WHAT YOU NEED TO DO |
Answer these questions about the forum thread below, one per line.
(a) According to the first post, why did the ex-footballer start the blog?
(b) When asked how football ruined his life, what does the ex-footballer say he means by the blog's title?
(c) Whom does purplefan name as a case in point that football is not good at recognizing depression?

(Beginning of TEXT)

# Other > DWD/depression and the media >  My depression blog by ex-professional footballer.

## Howfootballruined

I am an ex-professional footballer who is battling depression. I decided to document my experiences in a blog to help raise awareness of mental health issues in professional sport. Feedback is appreciated, good or bad. Thanks.


https://howfootballruinedmylife.word...a-down-period/

----------


## Suzi

I have approved this posting. 


Welcome to DWD. I thought your blog was really good! Thank you for sharing.

----------

Angie (03-06-15),Paula (03-06-15)

----------


## Howfootballruined

Thank you very much Suzi. Hopefully others can relate to my battles.

----------

Suzi (04-06-15)

----------


## rose

Welcome to DWD  :(hi):

----------


## Paula

Hi and welcome  :(hi): . Your blog post is brilliant and I know many members here, including me, will relate to it very much.  Please don't answer if you feel you can't right now, but I was wondering how football ruined your life?

----------


## Howfootballruined

> Hi and welcome . Your blog post is brilliant and I know many members here, including me, will relate to it very much.  Please don't answer if you feel you can't right now, but I was wondering how football ruined your life?


Thank you for the feedback.

I don't mean it in a literal sense but my experiences as a player contributed to my mental health deteriorating over a long period of time. I just thought it sounded like a good title for a blog. My life is still defined by what I did many years ago.

----------


## purplefan

Been reading it and thought it very good. I am pleased you are taking anti depressants and getting counselling. I hope your wife is reclining support as it will be tough on her also. 
Football is not a good sport for recognizing depression. Gary speed 1 case in point.  Might be a good idea to contact football clubs to see if they have anything on how to tackle depression in youngsters.

----------


## Howfootballruined

https://howfootballruinedmylife.word...ife-too-short/

My new blog reveals my position and the reasons why I felt I needed to. Feedback as always is appreciated, good or bad.

(End of TEXT)
(Beginning of RAW DATA)

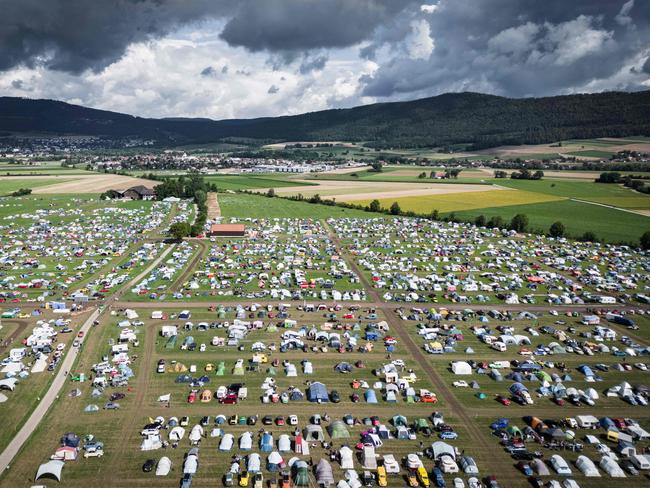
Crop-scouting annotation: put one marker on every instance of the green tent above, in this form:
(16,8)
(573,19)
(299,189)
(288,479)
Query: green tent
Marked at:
(221,369)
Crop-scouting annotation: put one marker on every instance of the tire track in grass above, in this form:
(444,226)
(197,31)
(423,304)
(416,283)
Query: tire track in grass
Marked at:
(499,463)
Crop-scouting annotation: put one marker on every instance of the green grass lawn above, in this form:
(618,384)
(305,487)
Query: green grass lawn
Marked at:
(254,206)
(239,182)
(608,224)
(11,184)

(End of RAW DATA)

YOUR RESPONSE |
(a) To help raise awareness of mental health issues in professional sport.
(b) He doesn't mean it literally. His experiences as a player contributed to his mental health getting worse over a long time, and he thought it sounded like a good title for a blog.
(c) Gary Speed.